Saved entries:
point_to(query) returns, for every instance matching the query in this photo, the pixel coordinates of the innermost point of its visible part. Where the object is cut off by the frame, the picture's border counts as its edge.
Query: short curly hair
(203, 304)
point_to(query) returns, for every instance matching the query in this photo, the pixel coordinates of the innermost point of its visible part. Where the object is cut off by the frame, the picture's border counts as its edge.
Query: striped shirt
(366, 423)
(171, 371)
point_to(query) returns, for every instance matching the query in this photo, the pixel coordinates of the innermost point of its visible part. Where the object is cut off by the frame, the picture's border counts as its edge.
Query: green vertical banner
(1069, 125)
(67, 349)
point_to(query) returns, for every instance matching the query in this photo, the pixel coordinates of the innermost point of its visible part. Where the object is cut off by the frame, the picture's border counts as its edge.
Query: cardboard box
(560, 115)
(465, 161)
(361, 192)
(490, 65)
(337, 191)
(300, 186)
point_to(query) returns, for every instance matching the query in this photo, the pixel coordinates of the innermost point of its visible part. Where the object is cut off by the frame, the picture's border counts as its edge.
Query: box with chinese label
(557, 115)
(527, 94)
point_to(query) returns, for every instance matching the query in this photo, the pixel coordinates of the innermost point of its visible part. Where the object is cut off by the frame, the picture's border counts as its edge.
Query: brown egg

▶ **HOW TO COMPLETE THIS TASK**: Nothing but an exact reproduction of the entries is wanted.

▶ **OUTPUT BELOW**:
point_to(query) returns, for every instance matching the query in this photo, the pixel coordinates of the innermost point of its visible part. Where the object is cut off by the frame, the picture's border counts as its edge.
Query: short curly hair
(203, 304)
point_to(query) returns, for every instance matching the query in this photo, the pixel coordinates of the innermost point of its visible part. Where the object is cut off by the frame, the picture's border counts as its edge.
Query: striped shirt
(366, 423)
(171, 371)
point_to(query) returns, for every instance matching the query in this photo, the pixel coordinates of the innermost point of its visible part. Where the object is cut off by the frame, the picture's border counts as its edge.
Query: green vertical banner
(1069, 125)
(67, 349)
point_to(query) returns, for every instance matching the query in this photo, the pixel coordinates of the innermost point of its visible part. Where the object is cut off by the frame, the picture's border counts as its edge.
Query: cardboard box
(560, 115)
(465, 161)
(361, 192)
(490, 65)
(337, 191)
(300, 186)
point_to(query) returns, for every instance matching the query in this photo, the pixel coordinates of the innermost point of its visible part. Where the object is cut off by the frame, the picture's border counts as its edge.
Query: box with chinese label
(557, 115)
(527, 94)
point_to(query) returns, for every instance matching the query in this photo, the pixel coordinates of the innermost point of its visible part. Where the object is cut off by the frame, the picture's border counts as its edge.
Query: brown egg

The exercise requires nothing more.